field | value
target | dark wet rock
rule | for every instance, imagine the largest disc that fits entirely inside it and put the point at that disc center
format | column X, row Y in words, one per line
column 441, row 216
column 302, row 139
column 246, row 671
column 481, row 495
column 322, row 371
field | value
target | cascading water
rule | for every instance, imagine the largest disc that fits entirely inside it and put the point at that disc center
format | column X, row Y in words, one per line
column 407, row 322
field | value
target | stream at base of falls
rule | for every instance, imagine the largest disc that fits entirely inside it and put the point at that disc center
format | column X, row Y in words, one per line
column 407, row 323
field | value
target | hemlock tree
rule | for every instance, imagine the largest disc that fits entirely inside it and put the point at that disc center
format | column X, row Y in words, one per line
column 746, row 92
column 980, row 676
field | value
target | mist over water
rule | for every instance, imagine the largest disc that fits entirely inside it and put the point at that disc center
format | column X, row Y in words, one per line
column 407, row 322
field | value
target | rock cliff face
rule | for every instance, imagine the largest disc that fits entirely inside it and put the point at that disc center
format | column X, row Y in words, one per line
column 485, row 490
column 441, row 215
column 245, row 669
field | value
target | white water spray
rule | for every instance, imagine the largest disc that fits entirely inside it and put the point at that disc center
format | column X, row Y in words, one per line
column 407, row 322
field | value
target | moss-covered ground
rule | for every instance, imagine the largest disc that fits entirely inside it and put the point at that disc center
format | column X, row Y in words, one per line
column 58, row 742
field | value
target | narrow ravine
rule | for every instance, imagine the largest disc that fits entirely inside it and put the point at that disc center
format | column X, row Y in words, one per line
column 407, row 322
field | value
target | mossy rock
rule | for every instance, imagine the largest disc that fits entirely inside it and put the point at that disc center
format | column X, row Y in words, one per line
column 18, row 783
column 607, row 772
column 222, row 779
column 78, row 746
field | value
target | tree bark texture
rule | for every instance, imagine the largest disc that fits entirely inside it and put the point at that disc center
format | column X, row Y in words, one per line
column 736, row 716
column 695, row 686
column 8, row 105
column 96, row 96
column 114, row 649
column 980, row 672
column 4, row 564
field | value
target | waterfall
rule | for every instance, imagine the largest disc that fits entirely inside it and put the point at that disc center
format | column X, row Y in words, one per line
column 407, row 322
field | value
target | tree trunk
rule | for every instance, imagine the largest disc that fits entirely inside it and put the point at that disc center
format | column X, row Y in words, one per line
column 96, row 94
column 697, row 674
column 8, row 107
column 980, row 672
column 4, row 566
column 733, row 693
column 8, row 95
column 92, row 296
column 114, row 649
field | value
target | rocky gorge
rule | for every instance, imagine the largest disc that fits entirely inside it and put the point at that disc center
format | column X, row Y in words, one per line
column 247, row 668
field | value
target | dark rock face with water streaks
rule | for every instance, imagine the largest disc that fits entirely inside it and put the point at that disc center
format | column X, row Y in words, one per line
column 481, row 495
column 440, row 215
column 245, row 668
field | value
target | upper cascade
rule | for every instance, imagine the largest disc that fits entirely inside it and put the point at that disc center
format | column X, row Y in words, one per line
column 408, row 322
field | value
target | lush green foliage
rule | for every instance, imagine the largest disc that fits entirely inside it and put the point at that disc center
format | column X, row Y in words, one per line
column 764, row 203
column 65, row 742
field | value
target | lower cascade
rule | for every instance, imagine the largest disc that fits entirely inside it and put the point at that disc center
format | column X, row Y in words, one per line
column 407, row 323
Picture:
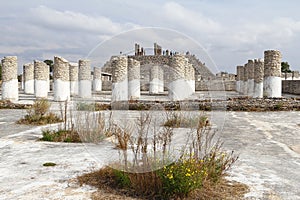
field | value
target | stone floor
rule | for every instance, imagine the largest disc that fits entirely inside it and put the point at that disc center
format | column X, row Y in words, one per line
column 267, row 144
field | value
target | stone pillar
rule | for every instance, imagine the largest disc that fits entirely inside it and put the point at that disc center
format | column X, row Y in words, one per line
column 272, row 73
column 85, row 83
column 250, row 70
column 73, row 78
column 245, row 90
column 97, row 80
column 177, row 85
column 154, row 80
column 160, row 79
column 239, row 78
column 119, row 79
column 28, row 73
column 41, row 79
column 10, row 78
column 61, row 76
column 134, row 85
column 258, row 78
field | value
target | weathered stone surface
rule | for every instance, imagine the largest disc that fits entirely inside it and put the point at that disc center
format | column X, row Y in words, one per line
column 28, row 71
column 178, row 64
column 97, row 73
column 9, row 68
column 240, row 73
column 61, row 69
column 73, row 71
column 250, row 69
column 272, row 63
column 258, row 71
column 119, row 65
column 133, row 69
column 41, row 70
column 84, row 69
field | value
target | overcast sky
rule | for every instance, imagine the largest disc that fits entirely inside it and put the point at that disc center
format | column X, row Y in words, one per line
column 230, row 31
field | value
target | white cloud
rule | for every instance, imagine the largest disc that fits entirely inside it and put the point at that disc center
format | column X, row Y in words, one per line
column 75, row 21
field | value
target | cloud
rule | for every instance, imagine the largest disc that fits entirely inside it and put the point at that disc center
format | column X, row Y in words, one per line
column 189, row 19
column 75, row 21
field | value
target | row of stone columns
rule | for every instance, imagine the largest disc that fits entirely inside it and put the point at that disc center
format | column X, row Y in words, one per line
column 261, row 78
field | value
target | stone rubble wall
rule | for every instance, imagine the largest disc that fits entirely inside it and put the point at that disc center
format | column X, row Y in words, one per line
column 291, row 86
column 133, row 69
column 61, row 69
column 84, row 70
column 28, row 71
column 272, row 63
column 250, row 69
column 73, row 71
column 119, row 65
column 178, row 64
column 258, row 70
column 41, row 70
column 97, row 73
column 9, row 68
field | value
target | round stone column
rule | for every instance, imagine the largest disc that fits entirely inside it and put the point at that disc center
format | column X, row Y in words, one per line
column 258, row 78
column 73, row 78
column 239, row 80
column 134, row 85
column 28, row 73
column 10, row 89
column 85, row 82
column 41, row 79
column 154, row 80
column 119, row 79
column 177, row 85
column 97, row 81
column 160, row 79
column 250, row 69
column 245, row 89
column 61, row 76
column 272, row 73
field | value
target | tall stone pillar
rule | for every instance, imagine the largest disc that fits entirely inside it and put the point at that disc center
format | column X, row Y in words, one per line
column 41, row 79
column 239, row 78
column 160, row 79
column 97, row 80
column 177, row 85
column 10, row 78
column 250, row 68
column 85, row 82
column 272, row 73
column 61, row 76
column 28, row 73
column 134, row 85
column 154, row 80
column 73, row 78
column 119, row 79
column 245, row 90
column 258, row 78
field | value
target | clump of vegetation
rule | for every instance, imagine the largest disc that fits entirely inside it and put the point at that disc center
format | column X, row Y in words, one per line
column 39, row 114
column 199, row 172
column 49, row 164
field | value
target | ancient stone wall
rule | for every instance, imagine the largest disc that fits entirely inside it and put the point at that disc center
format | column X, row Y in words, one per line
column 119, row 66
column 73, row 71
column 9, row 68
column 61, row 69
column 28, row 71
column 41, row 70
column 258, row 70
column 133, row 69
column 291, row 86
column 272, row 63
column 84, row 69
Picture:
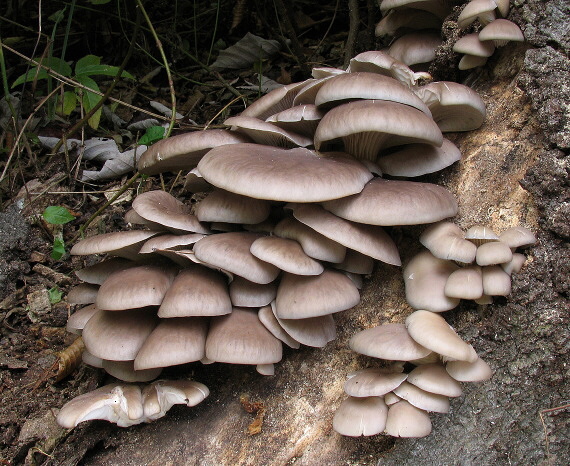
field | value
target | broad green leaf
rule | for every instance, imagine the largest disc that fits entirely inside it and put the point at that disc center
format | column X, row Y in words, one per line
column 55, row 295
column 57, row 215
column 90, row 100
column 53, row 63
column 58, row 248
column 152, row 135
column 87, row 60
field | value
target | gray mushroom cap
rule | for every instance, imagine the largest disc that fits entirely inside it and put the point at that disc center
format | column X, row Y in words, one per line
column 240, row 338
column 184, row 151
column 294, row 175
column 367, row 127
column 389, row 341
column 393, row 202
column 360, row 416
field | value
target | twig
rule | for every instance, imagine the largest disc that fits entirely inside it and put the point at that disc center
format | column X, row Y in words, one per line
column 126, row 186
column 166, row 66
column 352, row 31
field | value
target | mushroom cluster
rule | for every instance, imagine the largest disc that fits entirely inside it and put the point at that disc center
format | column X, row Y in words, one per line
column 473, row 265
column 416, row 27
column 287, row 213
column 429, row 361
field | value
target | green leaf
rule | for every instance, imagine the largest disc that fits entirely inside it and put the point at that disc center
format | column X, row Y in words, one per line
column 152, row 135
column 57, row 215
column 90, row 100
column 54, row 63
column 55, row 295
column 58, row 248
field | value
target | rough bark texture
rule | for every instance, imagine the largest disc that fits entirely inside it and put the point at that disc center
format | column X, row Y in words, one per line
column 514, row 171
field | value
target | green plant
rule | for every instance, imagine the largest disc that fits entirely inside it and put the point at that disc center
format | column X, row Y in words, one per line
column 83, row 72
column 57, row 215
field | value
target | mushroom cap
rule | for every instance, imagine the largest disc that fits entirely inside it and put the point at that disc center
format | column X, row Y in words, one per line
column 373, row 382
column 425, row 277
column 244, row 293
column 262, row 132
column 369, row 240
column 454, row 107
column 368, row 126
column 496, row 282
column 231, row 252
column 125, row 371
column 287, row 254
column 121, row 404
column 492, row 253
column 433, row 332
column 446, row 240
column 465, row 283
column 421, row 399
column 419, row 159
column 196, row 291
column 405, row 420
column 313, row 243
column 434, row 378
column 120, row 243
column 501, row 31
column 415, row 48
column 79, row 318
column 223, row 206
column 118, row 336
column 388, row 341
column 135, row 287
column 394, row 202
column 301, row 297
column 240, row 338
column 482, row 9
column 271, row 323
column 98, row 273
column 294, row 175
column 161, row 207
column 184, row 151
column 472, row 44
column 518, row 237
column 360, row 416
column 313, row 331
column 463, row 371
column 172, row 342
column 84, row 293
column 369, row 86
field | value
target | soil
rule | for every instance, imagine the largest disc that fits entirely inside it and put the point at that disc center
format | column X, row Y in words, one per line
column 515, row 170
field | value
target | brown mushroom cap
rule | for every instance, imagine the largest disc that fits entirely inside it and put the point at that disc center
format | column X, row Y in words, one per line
+--
** ASSIGNMENT **
Look through the entries above and copy each line that has "dark" in it.

** SOLUTION TO THIS TASK **
target | dark wet rock
target | dark rock face with water streaks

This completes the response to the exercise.